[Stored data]
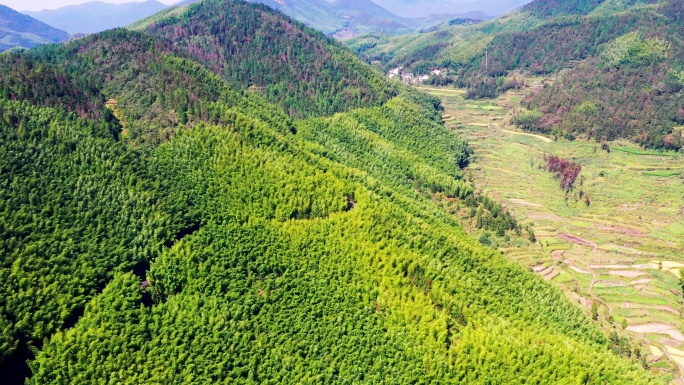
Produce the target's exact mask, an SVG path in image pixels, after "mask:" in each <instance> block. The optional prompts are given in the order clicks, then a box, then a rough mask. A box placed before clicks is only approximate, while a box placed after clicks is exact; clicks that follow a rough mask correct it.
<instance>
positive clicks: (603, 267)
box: [589, 265, 632, 270]
mask: <svg viewBox="0 0 684 385" xmlns="http://www.w3.org/2000/svg"><path fill="white" fill-rule="evenodd" d="M589 268H591V269H598V270H601V269H612V270H619V269H625V270H627V269H631V268H632V267H631V266H627V265H589Z"/></svg>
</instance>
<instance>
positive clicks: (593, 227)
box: [592, 224, 646, 237]
mask: <svg viewBox="0 0 684 385" xmlns="http://www.w3.org/2000/svg"><path fill="white" fill-rule="evenodd" d="M592 228H594V229H598V230H604V231H610V232H614V233H620V234H625V235H629V236H631V237H645V236H646V234H645V233H644V232H642V231H639V230H636V229H630V228H629V227H623V226H615V225H600V224H595V225H594V226H592Z"/></svg>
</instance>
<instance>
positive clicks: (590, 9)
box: [522, 0, 658, 19]
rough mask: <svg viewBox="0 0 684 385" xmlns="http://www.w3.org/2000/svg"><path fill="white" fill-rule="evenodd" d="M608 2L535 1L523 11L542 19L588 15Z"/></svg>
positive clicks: (571, 1) (602, 0) (529, 3)
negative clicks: (601, 4)
mask: <svg viewBox="0 0 684 385" xmlns="http://www.w3.org/2000/svg"><path fill="white" fill-rule="evenodd" d="M605 1H606V0H573V1H567V0H544V1H533V2H531V3H529V4H527V5H525V6H524V7H523V8H522V9H523V10H524V11H526V12H530V13H531V14H533V15H535V16H537V17H540V18H544V19H546V18H553V17H559V16H565V15H587V14H589V13H591V12H592V11H593V10H595V9H596V8H597V7H598V6H600V5H601V4H603V3H604V2H605ZM657 2H658V0H626V1H624V3H625V4H624V6H632V5H635V4H643V3H646V4H653V3H657Z"/></svg>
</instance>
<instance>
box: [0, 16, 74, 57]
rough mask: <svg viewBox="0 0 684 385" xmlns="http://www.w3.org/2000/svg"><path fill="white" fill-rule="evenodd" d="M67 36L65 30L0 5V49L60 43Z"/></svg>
mask: <svg viewBox="0 0 684 385" xmlns="http://www.w3.org/2000/svg"><path fill="white" fill-rule="evenodd" d="M67 38H69V34H68V33H66V32H64V31H61V30H59V29H57V28H53V27H51V26H49V25H47V24H45V23H43V22H41V21H38V20H36V19H34V18H32V17H31V16H28V15H24V14H22V13H19V12H17V11H15V10H14V9H12V8H10V7H7V6H4V5H0V41H2V43H0V51H6V50H8V49H12V48H33V47H36V46H38V45H40V44H50V43H59V42H62V41H65V40H66V39H67Z"/></svg>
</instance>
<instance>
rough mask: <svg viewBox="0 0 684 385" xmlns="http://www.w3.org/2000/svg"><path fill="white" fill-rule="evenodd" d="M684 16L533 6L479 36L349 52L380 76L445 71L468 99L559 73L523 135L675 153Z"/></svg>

**How to complete this task**: Go line by line through the data above and report each one that holds the string "positive".

**Task result**:
positive clicks: (603, 267)
positive clicks: (593, 227)
positive clicks: (590, 9)
positive clicks: (571, 1) (602, 0) (529, 3)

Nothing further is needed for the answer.